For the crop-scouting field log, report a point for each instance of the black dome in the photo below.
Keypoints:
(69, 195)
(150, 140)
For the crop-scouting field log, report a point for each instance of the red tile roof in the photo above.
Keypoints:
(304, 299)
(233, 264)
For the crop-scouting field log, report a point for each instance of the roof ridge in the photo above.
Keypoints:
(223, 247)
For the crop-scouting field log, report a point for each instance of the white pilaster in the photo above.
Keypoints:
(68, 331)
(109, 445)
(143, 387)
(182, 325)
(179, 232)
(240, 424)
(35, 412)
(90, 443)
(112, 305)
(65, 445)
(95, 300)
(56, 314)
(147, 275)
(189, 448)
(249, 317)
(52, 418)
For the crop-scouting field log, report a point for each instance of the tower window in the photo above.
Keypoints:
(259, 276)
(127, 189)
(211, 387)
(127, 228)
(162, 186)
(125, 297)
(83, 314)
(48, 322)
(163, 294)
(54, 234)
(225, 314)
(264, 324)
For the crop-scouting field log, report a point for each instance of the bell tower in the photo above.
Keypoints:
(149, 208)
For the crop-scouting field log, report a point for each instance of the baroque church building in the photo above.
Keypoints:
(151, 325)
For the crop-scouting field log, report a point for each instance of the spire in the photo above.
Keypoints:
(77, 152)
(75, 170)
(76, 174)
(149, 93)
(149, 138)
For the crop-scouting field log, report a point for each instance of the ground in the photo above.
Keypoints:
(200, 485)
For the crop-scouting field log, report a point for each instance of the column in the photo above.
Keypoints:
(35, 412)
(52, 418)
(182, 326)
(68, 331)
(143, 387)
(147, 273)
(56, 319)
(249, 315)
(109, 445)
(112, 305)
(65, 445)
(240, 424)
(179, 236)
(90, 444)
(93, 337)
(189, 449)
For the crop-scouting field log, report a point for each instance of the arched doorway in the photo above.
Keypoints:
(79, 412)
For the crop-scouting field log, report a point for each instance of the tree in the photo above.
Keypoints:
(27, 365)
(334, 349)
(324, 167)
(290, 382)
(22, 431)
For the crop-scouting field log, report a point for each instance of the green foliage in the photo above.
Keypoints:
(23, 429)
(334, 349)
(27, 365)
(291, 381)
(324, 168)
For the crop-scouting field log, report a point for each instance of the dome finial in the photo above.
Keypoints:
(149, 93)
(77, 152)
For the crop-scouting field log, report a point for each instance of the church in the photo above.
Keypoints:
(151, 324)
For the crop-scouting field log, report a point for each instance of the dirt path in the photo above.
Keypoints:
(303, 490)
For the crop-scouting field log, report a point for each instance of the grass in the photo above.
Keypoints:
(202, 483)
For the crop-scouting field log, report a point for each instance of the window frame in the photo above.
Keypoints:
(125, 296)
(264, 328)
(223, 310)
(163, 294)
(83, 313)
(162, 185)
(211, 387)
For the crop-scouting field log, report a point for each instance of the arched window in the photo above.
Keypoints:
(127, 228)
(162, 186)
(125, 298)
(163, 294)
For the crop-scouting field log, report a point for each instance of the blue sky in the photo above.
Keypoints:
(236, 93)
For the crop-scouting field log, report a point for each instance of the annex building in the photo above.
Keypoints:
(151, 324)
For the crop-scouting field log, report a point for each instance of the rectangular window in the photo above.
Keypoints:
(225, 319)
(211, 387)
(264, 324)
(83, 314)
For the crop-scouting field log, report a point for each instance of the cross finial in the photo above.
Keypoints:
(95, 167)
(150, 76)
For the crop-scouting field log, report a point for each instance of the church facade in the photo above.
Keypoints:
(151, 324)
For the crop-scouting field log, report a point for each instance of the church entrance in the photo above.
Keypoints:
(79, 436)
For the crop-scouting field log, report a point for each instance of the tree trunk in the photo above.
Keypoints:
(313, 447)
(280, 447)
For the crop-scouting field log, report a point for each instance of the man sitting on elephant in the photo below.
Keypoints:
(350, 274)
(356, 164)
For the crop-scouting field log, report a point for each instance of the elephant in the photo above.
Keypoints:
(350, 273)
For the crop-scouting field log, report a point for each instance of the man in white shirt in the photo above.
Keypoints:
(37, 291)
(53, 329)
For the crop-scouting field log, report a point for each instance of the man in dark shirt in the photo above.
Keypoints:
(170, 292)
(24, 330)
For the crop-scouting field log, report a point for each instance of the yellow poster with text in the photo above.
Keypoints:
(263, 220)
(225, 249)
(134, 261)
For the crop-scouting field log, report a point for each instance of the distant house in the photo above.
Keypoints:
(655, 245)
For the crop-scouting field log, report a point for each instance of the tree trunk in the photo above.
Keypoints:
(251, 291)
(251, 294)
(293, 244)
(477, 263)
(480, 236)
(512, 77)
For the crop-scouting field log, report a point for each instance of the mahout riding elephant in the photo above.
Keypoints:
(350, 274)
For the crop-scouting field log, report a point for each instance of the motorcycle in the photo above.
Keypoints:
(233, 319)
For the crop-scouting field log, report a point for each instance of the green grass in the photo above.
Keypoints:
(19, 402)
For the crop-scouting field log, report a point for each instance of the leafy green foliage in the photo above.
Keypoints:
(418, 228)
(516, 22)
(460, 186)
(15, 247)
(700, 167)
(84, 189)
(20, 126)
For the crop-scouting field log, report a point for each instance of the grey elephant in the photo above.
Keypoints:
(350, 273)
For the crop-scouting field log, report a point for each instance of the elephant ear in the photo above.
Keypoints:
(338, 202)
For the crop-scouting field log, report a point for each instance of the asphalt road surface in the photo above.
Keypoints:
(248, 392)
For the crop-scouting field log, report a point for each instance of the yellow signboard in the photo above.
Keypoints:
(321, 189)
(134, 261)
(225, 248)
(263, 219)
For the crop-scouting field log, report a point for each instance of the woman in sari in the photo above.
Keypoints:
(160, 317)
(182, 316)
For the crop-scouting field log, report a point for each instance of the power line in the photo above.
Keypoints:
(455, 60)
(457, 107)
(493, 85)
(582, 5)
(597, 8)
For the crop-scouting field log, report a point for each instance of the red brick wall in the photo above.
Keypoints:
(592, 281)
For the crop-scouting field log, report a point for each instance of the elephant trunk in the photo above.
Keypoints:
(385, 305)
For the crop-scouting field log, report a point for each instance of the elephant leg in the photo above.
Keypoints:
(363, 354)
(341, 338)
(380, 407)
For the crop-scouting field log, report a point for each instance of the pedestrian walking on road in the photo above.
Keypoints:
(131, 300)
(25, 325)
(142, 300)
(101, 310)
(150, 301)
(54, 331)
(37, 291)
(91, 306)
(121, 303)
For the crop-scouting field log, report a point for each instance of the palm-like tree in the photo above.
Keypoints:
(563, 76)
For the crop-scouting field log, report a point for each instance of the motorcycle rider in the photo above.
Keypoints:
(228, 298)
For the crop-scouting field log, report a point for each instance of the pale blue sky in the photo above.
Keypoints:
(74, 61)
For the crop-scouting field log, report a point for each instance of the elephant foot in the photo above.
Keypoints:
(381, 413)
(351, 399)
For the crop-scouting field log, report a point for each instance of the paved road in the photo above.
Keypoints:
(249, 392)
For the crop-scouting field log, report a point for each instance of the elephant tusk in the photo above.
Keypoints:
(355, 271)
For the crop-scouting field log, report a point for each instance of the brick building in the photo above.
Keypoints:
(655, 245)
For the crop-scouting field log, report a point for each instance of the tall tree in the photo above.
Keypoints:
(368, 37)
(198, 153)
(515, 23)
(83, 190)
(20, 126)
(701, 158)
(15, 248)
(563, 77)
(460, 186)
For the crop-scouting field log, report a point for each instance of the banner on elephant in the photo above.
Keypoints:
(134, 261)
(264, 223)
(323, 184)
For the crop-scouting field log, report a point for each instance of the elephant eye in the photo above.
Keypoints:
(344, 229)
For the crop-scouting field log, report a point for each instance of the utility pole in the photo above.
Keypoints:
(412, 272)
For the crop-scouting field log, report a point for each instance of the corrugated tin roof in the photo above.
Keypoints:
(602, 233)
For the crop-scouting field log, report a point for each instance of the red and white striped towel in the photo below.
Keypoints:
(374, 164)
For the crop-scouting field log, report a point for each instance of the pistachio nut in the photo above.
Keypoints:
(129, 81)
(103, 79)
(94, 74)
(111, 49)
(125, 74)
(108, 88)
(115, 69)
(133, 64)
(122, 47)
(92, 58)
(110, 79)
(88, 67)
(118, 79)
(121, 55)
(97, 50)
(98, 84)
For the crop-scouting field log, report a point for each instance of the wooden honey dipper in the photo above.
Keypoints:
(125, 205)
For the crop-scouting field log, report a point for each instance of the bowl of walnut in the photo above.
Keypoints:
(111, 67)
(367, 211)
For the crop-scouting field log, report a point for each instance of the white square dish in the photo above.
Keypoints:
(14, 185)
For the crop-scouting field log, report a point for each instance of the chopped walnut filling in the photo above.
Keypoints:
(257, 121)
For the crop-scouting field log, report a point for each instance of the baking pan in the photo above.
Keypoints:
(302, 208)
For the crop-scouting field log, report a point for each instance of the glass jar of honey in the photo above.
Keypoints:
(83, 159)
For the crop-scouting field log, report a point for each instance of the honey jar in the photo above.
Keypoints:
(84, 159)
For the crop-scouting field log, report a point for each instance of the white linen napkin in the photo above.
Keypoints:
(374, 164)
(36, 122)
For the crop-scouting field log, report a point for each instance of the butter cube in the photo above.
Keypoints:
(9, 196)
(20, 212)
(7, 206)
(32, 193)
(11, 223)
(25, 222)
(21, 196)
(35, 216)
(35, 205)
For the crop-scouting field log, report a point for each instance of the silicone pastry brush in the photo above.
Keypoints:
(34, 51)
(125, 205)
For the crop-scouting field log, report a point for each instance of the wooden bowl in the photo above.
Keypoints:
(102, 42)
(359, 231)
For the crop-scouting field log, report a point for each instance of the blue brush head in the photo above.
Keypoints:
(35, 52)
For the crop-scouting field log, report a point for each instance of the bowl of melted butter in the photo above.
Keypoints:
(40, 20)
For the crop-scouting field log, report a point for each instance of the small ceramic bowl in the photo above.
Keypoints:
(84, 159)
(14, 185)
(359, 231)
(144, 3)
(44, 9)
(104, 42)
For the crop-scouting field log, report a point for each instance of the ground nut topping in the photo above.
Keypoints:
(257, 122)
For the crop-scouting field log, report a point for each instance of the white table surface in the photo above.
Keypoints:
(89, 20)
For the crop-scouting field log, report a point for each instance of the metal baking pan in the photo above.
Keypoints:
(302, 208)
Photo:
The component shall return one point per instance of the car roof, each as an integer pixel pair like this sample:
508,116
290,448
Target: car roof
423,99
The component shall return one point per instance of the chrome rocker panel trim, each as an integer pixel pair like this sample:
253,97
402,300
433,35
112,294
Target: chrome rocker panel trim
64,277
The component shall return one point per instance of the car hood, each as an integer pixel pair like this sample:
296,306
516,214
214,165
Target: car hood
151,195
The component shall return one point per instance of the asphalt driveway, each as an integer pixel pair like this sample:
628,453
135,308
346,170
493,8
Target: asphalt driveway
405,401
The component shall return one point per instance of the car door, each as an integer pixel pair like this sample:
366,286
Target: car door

※

From the line holding "car door, each" to the last line of the material above, reproduce every line exactly, and only those.

The component shall return one point per instance of the car door, each as an integer pixel pair like this sample:
366,286
Target: car door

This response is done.